**Objective**
Can you recast the records below, from their first line through the line containing "<point>40,59</point>" inclusive, as a JSON list of strings with one string per line, omitting blank lines and leaving the pictures out?

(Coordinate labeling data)
__________________________________________________

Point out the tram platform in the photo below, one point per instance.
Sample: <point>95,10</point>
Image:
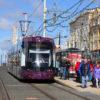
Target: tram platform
<point>77,86</point>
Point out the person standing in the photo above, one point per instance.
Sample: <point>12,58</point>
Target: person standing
<point>96,73</point>
<point>84,72</point>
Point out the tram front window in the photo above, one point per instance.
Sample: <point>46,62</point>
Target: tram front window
<point>40,59</point>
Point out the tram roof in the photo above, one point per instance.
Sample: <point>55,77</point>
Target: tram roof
<point>70,50</point>
<point>37,39</point>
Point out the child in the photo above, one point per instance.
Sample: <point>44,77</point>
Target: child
<point>96,73</point>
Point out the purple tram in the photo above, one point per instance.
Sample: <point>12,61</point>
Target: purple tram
<point>33,59</point>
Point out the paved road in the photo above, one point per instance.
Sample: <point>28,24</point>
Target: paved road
<point>39,91</point>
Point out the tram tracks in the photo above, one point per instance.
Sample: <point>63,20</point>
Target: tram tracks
<point>73,93</point>
<point>3,91</point>
<point>44,92</point>
<point>53,97</point>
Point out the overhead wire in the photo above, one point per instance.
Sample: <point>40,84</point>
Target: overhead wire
<point>71,16</point>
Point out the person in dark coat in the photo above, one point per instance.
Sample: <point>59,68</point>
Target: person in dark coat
<point>84,72</point>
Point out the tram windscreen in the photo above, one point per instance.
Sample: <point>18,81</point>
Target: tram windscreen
<point>40,55</point>
<point>40,58</point>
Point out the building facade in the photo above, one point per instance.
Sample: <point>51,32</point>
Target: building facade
<point>85,31</point>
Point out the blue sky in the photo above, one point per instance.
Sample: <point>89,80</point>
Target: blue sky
<point>11,12</point>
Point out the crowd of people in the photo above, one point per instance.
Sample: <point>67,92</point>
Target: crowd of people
<point>86,70</point>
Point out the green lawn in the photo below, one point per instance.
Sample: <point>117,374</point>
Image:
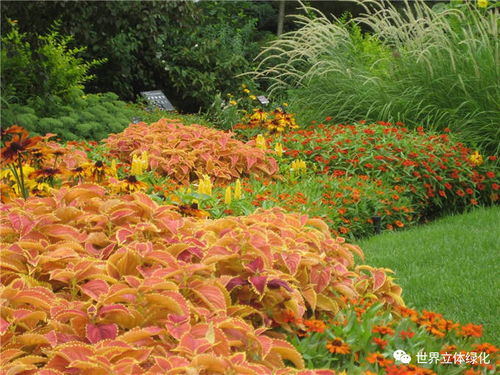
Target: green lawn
<point>450,266</point>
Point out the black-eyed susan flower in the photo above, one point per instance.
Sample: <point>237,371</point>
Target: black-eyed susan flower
<point>337,346</point>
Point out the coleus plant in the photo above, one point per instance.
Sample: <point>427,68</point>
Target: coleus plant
<point>98,284</point>
<point>185,153</point>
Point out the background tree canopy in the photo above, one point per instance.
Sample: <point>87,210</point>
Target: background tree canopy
<point>190,50</point>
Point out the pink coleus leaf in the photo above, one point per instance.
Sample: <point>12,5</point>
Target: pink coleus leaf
<point>379,277</point>
<point>123,234</point>
<point>234,282</point>
<point>4,326</point>
<point>63,232</point>
<point>259,283</point>
<point>95,288</point>
<point>255,266</point>
<point>177,325</point>
<point>95,333</point>
<point>276,283</point>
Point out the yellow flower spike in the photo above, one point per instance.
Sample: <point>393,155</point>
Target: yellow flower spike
<point>205,185</point>
<point>136,168</point>
<point>237,189</point>
<point>279,149</point>
<point>298,166</point>
<point>260,142</point>
<point>114,171</point>
<point>201,187</point>
<point>476,158</point>
<point>482,3</point>
<point>227,196</point>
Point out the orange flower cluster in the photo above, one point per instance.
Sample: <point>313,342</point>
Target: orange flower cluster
<point>315,325</point>
<point>277,121</point>
<point>337,346</point>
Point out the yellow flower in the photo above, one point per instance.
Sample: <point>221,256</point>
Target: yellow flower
<point>260,142</point>
<point>258,115</point>
<point>482,3</point>
<point>205,185</point>
<point>279,149</point>
<point>298,166</point>
<point>237,189</point>
<point>227,195</point>
<point>136,166</point>
<point>476,158</point>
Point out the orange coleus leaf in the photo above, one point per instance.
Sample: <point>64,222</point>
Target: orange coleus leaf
<point>288,352</point>
<point>95,333</point>
<point>258,283</point>
<point>123,262</point>
<point>95,288</point>
<point>212,295</point>
<point>63,232</point>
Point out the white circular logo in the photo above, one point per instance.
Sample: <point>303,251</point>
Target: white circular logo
<point>398,354</point>
<point>405,358</point>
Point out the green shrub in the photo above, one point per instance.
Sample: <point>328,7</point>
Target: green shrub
<point>190,50</point>
<point>92,116</point>
<point>419,66</point>
<point>41,66</point>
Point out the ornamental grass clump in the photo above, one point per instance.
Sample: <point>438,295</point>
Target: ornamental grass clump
<point>433,170</point>
<point>432,67</point>
<point>128,286</point>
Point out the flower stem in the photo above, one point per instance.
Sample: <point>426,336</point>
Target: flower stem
<point>23,187</point>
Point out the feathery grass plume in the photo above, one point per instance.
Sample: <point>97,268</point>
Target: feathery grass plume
<point>422,66</point>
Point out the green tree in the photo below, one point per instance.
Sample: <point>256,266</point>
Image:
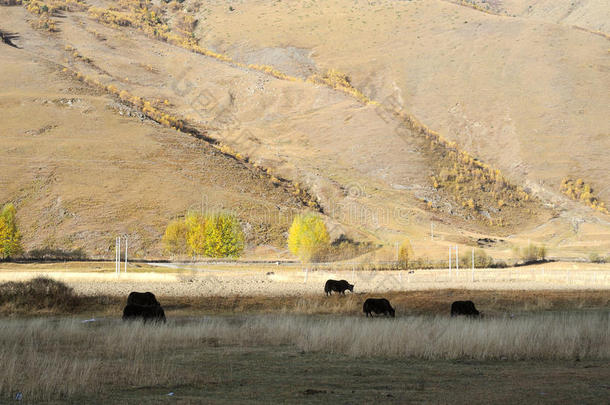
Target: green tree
<point>308,238</point>
<point>223,236</point>
<point>10,238</point>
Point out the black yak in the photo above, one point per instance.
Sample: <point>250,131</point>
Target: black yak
<point>147,298</point>
<point>378,306</point>
<point>464,308</point>
<point>338,286</point>
<point>152,313</point>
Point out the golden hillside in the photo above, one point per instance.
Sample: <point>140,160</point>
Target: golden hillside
<point>388,115</point>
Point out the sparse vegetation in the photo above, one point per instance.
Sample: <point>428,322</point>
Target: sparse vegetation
<point>580,191</point>
<point>174,238</point>
<point>10,237</point>
<point>481,260</point>
<point>212,235</point>
<point>530,254</point>
<point>49,253</point>
<point>340,81</point>
<point>308,238</point>
<point>595,257</point>
<point>405,254</point>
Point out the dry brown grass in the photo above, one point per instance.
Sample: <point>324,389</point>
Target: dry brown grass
<point>42,296</point>
<point>47,359</point>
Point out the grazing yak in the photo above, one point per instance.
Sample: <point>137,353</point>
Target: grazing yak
<point>147,298</point>
<point>338,286</point>
<point>152,313</point>
<point>143,306</point>
<point>378,306</point>
<point>464,308</point>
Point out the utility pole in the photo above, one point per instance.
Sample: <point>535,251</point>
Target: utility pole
<point>116,256</point>
<point>472,278</point>
<point>457,262</point>
<point>119,257</point>
<point>449,261</point>
<point>125,254</point>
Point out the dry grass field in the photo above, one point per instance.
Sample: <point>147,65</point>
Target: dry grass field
<point>59,346</point>
<point>295,359</point>
<point>478,124</point>
<point>370,174</point>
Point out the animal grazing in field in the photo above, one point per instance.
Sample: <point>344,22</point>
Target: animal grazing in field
<point>147,313</point>
<point>338,286</point>
<point>378,306</point>
<point>464,308</point>
<point>147,298</point>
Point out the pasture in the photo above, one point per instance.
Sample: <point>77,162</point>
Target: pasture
<point>228,341</point>
<point>542,358</point>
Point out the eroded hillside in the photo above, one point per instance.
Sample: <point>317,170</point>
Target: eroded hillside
<point>469,121</point>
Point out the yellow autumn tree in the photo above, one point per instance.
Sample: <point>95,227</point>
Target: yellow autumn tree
<point>10,238</point>
<point>405,253</point>
<point>212,235</point>
<point>174,239</point>
<point>223,236</point>
<point>308,237</point>
<point>195,237</point>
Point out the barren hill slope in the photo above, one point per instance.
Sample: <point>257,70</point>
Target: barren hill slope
<point>506,93</point>
<point>81,170</point>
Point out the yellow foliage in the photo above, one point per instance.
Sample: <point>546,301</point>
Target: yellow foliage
<point>405,253</point>
<point>308,238</point>
<point>10,238</point>
<point>580,191</point>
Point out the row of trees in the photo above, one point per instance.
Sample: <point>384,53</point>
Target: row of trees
<point>211,235</point>
<point>220,235</point>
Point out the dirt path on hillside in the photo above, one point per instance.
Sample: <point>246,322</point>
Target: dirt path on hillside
<point>290,282</point>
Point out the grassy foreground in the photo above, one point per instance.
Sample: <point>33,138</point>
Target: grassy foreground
<point>549,357</point>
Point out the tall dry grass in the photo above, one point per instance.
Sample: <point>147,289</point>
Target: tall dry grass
<point>49,359</point>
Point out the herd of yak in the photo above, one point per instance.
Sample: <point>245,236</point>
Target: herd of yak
<point>145,307</point>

__________________________________________________

**Result below**
[
  "Point out the tram platform in the photo below, one point per instance.",
  "Sample: <point>95,10</point>",
  "Image:",
  "Target: tram platform",
  "<point>77,86</point>",
  "Point out the person standing in the photo above, one point per instance.",
  "Sample: <point>12,58</point>",
  "Target: person standing",
  "<point>96,73</point>",
  "<point>84,72</point>",
  "Point out the tram front window in the photo above, one point per instance.",
  "Sample: <point>46,62</point>",
  "Target: tram front window",
  "<point>40,59</point>"
]